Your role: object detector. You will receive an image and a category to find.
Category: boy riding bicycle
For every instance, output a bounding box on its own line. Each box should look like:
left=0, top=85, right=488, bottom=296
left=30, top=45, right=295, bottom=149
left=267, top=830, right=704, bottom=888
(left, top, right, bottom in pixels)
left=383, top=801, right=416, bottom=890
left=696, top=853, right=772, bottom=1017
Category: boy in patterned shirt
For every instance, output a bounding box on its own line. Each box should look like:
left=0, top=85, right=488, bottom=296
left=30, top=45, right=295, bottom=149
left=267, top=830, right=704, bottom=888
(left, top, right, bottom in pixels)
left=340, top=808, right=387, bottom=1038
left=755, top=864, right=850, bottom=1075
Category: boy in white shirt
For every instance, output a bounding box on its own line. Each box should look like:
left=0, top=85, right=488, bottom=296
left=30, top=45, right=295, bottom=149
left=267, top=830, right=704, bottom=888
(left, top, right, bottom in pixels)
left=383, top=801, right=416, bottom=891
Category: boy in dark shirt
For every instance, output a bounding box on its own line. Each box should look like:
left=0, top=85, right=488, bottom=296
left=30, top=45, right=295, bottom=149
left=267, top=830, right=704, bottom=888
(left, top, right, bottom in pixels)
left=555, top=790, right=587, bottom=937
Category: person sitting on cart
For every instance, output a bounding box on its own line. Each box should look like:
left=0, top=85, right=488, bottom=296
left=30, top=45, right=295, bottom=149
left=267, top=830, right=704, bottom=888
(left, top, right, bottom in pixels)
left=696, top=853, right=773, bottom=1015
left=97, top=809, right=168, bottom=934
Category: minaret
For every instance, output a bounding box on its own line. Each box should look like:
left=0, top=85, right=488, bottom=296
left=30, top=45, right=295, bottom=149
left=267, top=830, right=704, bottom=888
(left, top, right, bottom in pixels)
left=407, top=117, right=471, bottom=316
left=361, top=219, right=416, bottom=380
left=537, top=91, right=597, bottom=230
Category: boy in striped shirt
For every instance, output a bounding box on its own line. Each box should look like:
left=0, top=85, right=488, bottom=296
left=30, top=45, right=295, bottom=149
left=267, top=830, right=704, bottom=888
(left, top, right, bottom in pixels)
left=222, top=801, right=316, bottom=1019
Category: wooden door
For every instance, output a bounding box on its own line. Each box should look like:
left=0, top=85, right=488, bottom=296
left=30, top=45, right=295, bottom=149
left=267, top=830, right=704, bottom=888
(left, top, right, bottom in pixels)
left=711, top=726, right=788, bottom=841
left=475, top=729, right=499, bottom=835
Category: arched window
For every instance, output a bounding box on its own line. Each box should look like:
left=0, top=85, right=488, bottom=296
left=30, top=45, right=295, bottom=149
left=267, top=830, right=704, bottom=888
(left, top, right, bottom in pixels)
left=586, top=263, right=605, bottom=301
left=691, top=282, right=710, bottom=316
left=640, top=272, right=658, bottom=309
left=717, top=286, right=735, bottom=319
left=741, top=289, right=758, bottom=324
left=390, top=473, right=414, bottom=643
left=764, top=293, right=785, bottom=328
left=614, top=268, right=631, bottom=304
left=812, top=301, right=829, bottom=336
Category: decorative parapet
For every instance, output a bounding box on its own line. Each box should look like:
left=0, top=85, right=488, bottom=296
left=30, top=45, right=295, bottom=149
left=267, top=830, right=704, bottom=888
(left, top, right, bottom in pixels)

**Problem to work on**
Can you return all of the rows above word for word, with nothing changed?

**Written solution**
Your role: object detector. You will receive an image and a category to find.
Category: boy riding bicycle
For every instance, output a bounding box on its own line. Each box should look like:
left=0, top=85, right=488, bottom=296
left=30, top=45, right=295, bottom=149
left=267, top=830, right=704, bottom=888
(left, top, right, bottom in pixels)
left=383, top=801, right=416, bottom=890
left=696, top=853, right=772, bottom=1017
Category: boy in patterned shirt
For every instance, output a bounding box on its own line. Each box should look like:
left=0, top=85, right=488, bottom=296
left=30, top=45, right=295, bottom=149
left=267, top=830, right=704, bottom=888
(left, top, right, bottom in pixels)
left=340, top=808, right=387, bottom=1038
left=755, top=864, right=850, bottom=1075
Category: boy in white shirt
For every instance, output a bounding box on its own line. Each box should look like:
left=0, top=85, right=488, bottom=296
left=30, top=45, right=295, bottom=149
left=267, top=830, right=704, bottom=888
(left, top, right, bottom in pixels)
left=383, top=801, right=416, bottom=891
Category: boy in dark shirt
For every instance, output a bounding box on its own line. Each box should look like:
left=0, top=85, right=488, bottom=296
left=30, top=45, right=295, bottom=149
left=267, top=830, right=704, bottom=888
(left, top, right, bottom in pixels)
left=555, top=790, right=587, bottom=937
Category: person sitting on cart
For every instance, output a bounding box on its own line. Each box should look like:
left=0, top=85, right=488, bottom=296
left=30, top=45, right=295, bottom=149
left=267, top=830, right=704, bottom=888
(left, top, right, bottom in pixels)
left=696, top=853, right=773, bottom=1015
left=97, top=809, right=168, bottom=934
Category: minaret
For every instance, output a bounding box on its own line. Each box should look like:
left=0, top=85, right=488, bottom=296
left=30, top=45, right=295, bottom=149
left=267, top=830, right=704, bottom=888
(left, top, right, bottom in pixels)
left=407, top=117, right=471, bottom=316
left=361, top=219, right=416, bottom=380
left=537, top=91, right=597, bottom=230
Category: boy in striped shirt
For every instance, output a bounding box on its own line. Each box should look like:
left=0, top=85, right=488, bottom=296
left=30, top=45, right=295, bottom=149
left=267, top=830, right=704, bottom=888
(left, top, right, bottom in pixels)
left=222, top=801, right=316, bottom=1019
Category: wooden door
For every instance, output a bounding box on its own line. Each box should look like:
left=0, top=85, right=488, bottom=296
left=30, top=45, right=295, bottom=149
left=267, top=830, right=704, bottom=888
(left, top, right, bottom in pixels)
left=711, top=726, right=788, bottom=841
left=475, top=729, right=499, bottom=835
Category: arched window
For every instance, output a bounding box on its own line. Each box should look like:
left=0, top=85, right=488, bottom=296
left=30, top=45, right=295, bottom=149
left=267, top=830, right=704, bottom=888
(left, top, right, bottom in pixels)
left=586, top=263, right=605, bottom=301
left=691, top=282, right=710, bottom=316
left=640, top=272, right=658, bottom=309
left=717, top=286, right=735, bottom=319
left=741, top=289, right=758, bottom=324
left=390, top=473, right=414, bottom=643
left=764, top=293, right=785, bottom=328
left=614, top=268, right=631, bottom=304
left=812, top=301, right=829, bottom=336
Category: decorative parapet
For every instance, output a bounding box on its own line. Each box should look like:
left=0, top=85, right=488, bottom=296
left=30, top=45, right=295, bottom=149
left=267, top=830, right=704, bottom=888
(left, top, right, bottom in pixels)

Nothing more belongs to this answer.